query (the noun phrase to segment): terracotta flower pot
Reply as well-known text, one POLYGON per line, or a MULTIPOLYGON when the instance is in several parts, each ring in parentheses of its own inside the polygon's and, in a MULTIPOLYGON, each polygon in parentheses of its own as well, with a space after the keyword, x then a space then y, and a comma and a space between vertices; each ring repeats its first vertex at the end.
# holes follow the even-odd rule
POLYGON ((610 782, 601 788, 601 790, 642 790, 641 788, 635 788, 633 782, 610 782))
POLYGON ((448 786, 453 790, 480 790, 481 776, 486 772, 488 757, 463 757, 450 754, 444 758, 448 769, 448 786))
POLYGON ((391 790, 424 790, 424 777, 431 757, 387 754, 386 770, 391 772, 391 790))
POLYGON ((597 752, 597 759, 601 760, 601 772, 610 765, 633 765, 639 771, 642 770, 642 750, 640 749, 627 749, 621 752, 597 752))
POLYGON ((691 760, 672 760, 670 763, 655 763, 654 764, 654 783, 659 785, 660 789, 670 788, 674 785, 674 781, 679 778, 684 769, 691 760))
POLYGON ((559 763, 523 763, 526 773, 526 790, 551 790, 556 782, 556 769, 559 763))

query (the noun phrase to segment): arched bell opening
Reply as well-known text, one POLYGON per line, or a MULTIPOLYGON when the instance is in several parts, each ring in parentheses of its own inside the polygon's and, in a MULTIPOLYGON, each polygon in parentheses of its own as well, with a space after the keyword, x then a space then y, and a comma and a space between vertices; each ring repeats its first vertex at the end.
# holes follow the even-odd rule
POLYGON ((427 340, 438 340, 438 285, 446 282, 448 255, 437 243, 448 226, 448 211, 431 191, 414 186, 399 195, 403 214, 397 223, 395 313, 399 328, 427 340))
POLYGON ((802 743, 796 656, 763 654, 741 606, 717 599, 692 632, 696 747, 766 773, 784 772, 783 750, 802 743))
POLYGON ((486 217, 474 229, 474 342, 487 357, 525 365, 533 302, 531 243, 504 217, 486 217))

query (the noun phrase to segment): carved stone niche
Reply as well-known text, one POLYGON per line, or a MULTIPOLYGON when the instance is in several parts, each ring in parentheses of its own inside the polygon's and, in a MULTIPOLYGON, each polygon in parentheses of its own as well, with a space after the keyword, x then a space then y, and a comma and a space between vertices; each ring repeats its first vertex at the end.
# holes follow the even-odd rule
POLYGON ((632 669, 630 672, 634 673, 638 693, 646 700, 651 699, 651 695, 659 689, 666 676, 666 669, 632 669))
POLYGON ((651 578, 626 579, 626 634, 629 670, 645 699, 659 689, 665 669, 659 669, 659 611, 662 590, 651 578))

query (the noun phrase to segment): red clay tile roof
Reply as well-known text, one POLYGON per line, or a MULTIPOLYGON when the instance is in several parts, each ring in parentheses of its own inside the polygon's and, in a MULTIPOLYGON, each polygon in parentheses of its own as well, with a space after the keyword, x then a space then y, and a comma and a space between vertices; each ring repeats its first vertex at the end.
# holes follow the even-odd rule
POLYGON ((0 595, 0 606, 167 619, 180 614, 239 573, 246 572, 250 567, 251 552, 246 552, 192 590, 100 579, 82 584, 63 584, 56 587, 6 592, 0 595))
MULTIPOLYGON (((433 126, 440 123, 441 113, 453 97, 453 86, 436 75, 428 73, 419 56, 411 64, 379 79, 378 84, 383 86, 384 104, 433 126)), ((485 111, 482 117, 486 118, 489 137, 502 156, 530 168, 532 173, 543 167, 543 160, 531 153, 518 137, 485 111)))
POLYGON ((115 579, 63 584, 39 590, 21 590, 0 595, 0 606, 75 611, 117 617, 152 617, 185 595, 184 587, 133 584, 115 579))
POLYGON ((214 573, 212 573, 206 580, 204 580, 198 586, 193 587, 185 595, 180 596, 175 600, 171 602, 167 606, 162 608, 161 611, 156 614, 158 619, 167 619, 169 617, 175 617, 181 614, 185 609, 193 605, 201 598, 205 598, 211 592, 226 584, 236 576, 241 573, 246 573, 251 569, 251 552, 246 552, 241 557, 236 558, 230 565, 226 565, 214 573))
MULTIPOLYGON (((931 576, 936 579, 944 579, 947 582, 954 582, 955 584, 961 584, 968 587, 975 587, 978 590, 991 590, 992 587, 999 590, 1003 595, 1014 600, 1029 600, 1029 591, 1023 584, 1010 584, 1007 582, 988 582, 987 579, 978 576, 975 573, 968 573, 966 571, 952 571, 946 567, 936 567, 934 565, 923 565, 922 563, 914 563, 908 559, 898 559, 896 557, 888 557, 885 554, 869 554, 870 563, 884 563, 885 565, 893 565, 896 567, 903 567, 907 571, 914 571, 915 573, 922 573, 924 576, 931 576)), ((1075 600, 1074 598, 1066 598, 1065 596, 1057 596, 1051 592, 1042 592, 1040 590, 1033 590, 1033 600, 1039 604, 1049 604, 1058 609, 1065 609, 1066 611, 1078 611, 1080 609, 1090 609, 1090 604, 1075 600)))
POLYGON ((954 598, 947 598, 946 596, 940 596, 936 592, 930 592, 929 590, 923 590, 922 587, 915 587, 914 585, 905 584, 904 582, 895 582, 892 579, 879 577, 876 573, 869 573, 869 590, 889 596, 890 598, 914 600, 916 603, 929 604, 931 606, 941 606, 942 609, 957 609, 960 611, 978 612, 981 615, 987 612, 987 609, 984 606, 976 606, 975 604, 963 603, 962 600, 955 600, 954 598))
+ + +
* _WRITTEN PROBLEM_: Rewrite the listing above, replacing every occurrence of "noun phrase" with "referring expression" and leaving everything else unchanged.

* _TASK RESPONSE_:
query (the referring expression to segment): terracotta flower pot
Reply as well-known text, one POLYGON per line, or a MULTIPOLYGON when the instance is in several parts, each ring in parentheses of its own inside the polygon's and, in a MULTIPOLYGON, each polygon in parentheses of its own as well, with a space after the keyword, x then a space then y, and a comma and a space between vertices; each ring repeats its first vertex at the end.
# holes follow the even-odd rule
POLYGON ((610 782, 601 788, 601 790, 642 790, 641 788, 635 788, 633 782, 610 782))
POLYGON ((448 786, 453 790, 480 790, 481 776, 486 772, 488 757, 463 757, 450 754, 444 758, 448 769, 448 786))
POLYGON ((391 790, 424 790, 424 777, 431 757, 387 754, 386 770, 391 772, 391 790))
POLYGON ((597 752, 597 759, 601 760, 601 772, 610 765, 633 765, 639 771, 642 770, 642 750, 640 749, 627 749, 621 752, 597 752))
POLYGON ((691 760, 672 760, 670 763, 655 763, 654 764, 654 783, 659 785, 660 789, 670 788, 674 785, 674 781, 679 778, 684 769, 691 760))
POLYGON ((559 763, 523 763, 526 773, 526 790, 551 790, 556 782, 556 769, 559 763))

query (the referring expression to segment): arched bell opening
Reply as well-known text, one POLYGON per line, or a MULTIPOLYGON when the instance is in several parts, each ring in parentheses of its own inside the polygon's and, in a MULTIPOLYGON, each polygon in parentheses of its own as well, with a space after the keyword, x then a space then y, and a comma and a space between vertices; each ring repeats its first vertex at the end.
# holes follow the even-odd rule
POLYGON ((427 340, 438 340, 438 285, 446 282, 448 255, 437 243, 448 226, 448 211, 431 191, 414 186, 399 195, 403 214, 397 223, 395 313, 399 328, 427 340))
POLYGON ((802 743, 796 656, 763 654, 741 606, 717 599, 692 632, 696 747, 766 773, 784 772, 783 750, 802 743))
POLYGON ((486 217, 474 229, 474 342, 487 357, 525 365, 533 302, 531 243, 504 217, 486 217))

query (the referring expression to segment): carved stone niche
Reply as well-known text, one POLYGON per line, or a MULTIPOLYGON when the instance is in several parts, each ring in parentheses of its own inside the polygon's and, in a MULTIPOLYGON, each polygon in parentheses of its own as well, with a space after the keyword, x then a space then y, and a comma and a space between vertices; each ring repeats its first vertex at the end.
# holes follow the even-odd rule
POLYGON ((632 669, 630 672, 634 673, 638 693, 646 700, 651 699, 651 695, 659 689, 666 676, 666 669, 632 669))
POLYGON ((651 578, 626 579, 626 634, 629 670, 645 699, 659 689, 665 669, 659 669, 659 611, 662 590, 651 578))

query (the referring expression to segment): red clay tile roof
Reply as well-known text, one POLYGON per line, or a MULTIPOLYGON when the instance is in several parts, each ring in parentheses of its own inside the polygon's and, in a MULTIPOLYGON, each polygon in parentheses of its own as well, with a space after the keyword, x then a space then y, and a comma and a space between vertices; each ring repeats its first vertex at the end.
# holes follow the even-odd rule
POLYGON ((0 595, 0 606, 167 619, 180 614, 239 573, 246 572, 250 567, 251 552, 246 552, 192 590, 100 579, 82 584, 63 584, 56 587, 6 592, 0 595))
MULTIPOLYGON (((433 126, 440 123, 441 113, 453 97, 453 86, 436 75, 428 73, 419 56, 411 64, 379 79, 378 84, 383 86, 384 104, 433 126)), ((485 111, 482 117, 486 118, 489 137, 502 156, 530 168, 532 173, 543 167, 543 160, 531 153, 518 137, 485 111)))
POLYGON ((115 579, 63 584, 39 590, 21 590, 0 595, 0 606, 75 611, 117 617, 152 617, 185 595, 184 587, 133 584, 115 579))
POLYGON ((214 573, 212 573, 206 580, 204 580, 198 586, 193 587, 185 595, 180 596, 175 600, 171 602, 167 606, 162 608, 161 611, 156 614, 158 619, 167 619, 169 617, 175 617, 181 614, 185 609, 193 605, 201 598, 205 598, 211 592, 226 584, 236 576, 241 573, 246 573, 251 569, 251 552, 246 552, 241 557, 236 558, 230 565, 226 565, 214 573))
MULTIPOLYGON (((931 576, 936 579, 944 579, 947 582, 954 582, 955 584, 961 584, 968 587, 975 587, 978 590, 991 590, 992 587, 999 590, 1003 595, 1014 600, 1029 600, 1029 591, 1023 584, 1010 584, 1007 582, 988 582, 987 579, 978 576, 975 573, 968 573, 966 571, 952 571, 946 567, 936 567, 934 565, 923 565, 922 563, 914 563, 908 559, 898 559, 896 557, 888 557, 885 554, 869 554, 870 563, 884 563, 885 565, 893 565, 896 567, 903 567, 907 571, 914 571, 915 573, 922 573, 924 576, 931 576)), ((1075 600, 1074 598, 1066 598, 1065 596, 1057 596, 1051 592, 1042 592, 1040 590, 1033 590, 1033 600, 1039 604, 1049 604, 1058 609, 1065 609, 1066 611, 1078 611, 1080 609, 1090 609, 1090 604, 1075 600)))
POLYGON ((954 598, 947 598, 946 596, 940 596, 936 592, 930 592, 929 590, 923 590, 922 587, 915 587, 914 585, 905 584, 904 582, 895 582, 892 579, 879 577, 876 573, 869 573, 869 590, 889 596, 890 598, 914 600, 916 603, 929 604, 931 606, 941 606, 942 609, 957 609, 960 611, 978 612, 981 615, 987 612, 987 609, 984 606, 976 606, 975 604, 963 603, 962 600, 955 600, 954 598))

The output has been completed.